Leave the pictures out, and retype all of the material exactly as written.
───
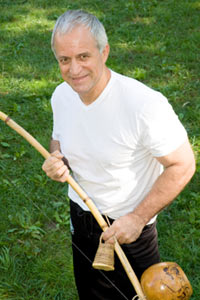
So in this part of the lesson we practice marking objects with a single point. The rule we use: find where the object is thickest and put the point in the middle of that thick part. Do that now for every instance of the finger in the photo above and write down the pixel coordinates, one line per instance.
(57, 154)
(108, 234)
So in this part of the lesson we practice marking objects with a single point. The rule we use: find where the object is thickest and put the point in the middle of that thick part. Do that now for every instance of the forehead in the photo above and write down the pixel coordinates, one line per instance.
(78, 39)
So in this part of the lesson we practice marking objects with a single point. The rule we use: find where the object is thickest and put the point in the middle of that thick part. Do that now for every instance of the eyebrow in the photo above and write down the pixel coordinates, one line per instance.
───
_ANSWER FOR THIS EXERCISE_
So in this part of the lesson we practice marking objects with a single point. The rule we use: find where the object is thickest and put the point in the middle of that thick part. Do that now for every instance of the finger in the photo above and write down the pixel coordinates, one line per instance.
(57, 154)
(108, 234)
So in this part of the lesson we practice marking objects with a single point. The rule we use: find where the object is thickest and put the point in the middle of that thick part. Do that now for every instance of the forehead in the photo above and write down the pixel coordinates, one line per instance.
(78, 39)
So in this part of the lesson we practice marking objects with a single point. The rule we use: find where the object is thickest and put the point in the middle of that thick part. Do that now for every instance of the eyebrow in the photo above and write down the pixel coordinates, one line per instance.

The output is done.